Opini

Kebangkitan Nasional, Perspektif Politik Global

Kam, 20 Mei 2021 | 01:00 WIB

Kebangkitan Nasional, Perspektif Politik Global

Ilustrasi: pergerakan nasional mengalami percepatan penyikapan terhadap kolonialisme.

Oleh: Adhi Ayoe Yanthy

Penetapan hari Kebangkitan Nasional 20 Mei, adalah tanggal berdirinya Organisasi Budi Utomo pada  20 Mei 1908 oleh Soetomo dan beberapa Mahasiswa Kedokteran di Sekolah Pendidikan Dokter Hindia (STOVIA) di Jakarta bersama dengan seorang Dokter senior Wahidin Sudirohusodo.

 

Sementara perayaan memperingati hari kebangkitan Nasional dimulai sejak Presiden Soekarno pada  16 Desember 1959, dengan Keputusan Presiden Nomor 316 Tahun 1959 Tentang Hari-Hari Nasional Yang Bukan Hari Libur,  adalah Hari Kebangkitan Nasional  20 Mei.

 

Hikmah dan ketauladanan apa yang bisa dipelajari dari sejarah berkumpulnya kelompok muda terdidik di zamannya, menyikapi kolonialisme ketika itu?

 

Pertama, adalah keinginan memperluas akses pendidikan yg terbuka untuk laki dan perempuan, yakni dengan menggunakan keyakinan terhadap 'ilmu pengetahuan' sebagai alat perubahan. Sekaligus upaya untuk menyesuaikan identitas diri, sebagai anak Bumi Putera dengan perkembangan kemajuan ilmu pengetahuan dan teknologi kesehatan saat itu.

Tugas yang Diperlukan:
1/ Ringkas paragraf yang diawali "Penetapan hari Kebangkitan Nasional 20 Mei" dari teks tentang Hari Kebangkitan Nasional menjadi daftar singkat, dengan tetap memuat fakta utamanya.
2/ Teruskan teks tentang Hari Kebangkitan Nasional di atas, dimulai setelah kalimat terakhir yang ditampilkan.

Bagian Data:
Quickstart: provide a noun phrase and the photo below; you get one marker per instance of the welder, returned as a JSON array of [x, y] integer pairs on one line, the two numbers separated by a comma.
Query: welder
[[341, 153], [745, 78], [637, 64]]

Jawaban Tiap Tugas:
1/
- Hari Kebangkitan Nasional, 20 Mei, mengikuti tanggal berdirinya organisasi Budi Utomo pada 20 Mei 1908.
- Budi Utomo didirikan oleh Soetomo dan beberapa mahasiswa kedokteran di Sekolah Pendidikan Dokter Hindia (STOVIA) di Jakarta.
- Pendiriannya juga melibatkan dokter senior Wahidin Sudirohusodo.

2/
 

Penggagas serta pelakunya merupakan 'pembaharu' atau mujtadid, walau dalam pendirian awal kesempatan itu ditujukan untuk wilayah dan kelompok masyarakat Jawa, pola kesadaran dianggap mampu menginspirasi kelompok masyarakat daerah lainnya mengagregasi kelompoknya berlandaskan ilmu pengetahuan dan jalan perluasan akses pendidikan.

 

Kedua, kesadaran terhadap kondisi kemasyarakatan di bawah tekanan pemerintah kolonial dikontruksi dengan ketertiban dan disiplin organisasi. 

 

Budi Utomo, sebagai organisasi 'modern' pertama yang didirikan oleh Bumi Putera, telah membuat dan memiliki perangkat lengkap sebuah organisasi. Seperti, Tujuan, Keanggotaan, Iuran anggota, Aturan Pertemuan dan Rapat, serta Laporan.

 

Dengan dua modal di atas, pergerakan nasional mengalami percepatan penyikapan terhadap kolonialisme. Perspektif 'Negara' pascakolonial mulai dibicarakan dan dipersiapkan, dengan berbasis kesempatan sama dan kesetaraan akses pendidikan, tanpa diskriminasi.

 

Pada praktiknya kesetaraan mengalami hambatan kultural yaitu alam 'feodalisme', sehingga tradisi bekerja dan bertindak berlandaskan ilmu pengetahuan berhenti, bahkan sebatas status sosial privillege untuk sekelompok warga masyarakat. Sehingga, solusi yang dipilih masyarakat dalam memandang permasalahan sosial yang dialaminya tidak lagi berbasis ilmu pengetahuan, melainkan ilmu pengetahuan yang diperoleh mengeksploitasi kelompok lainnya.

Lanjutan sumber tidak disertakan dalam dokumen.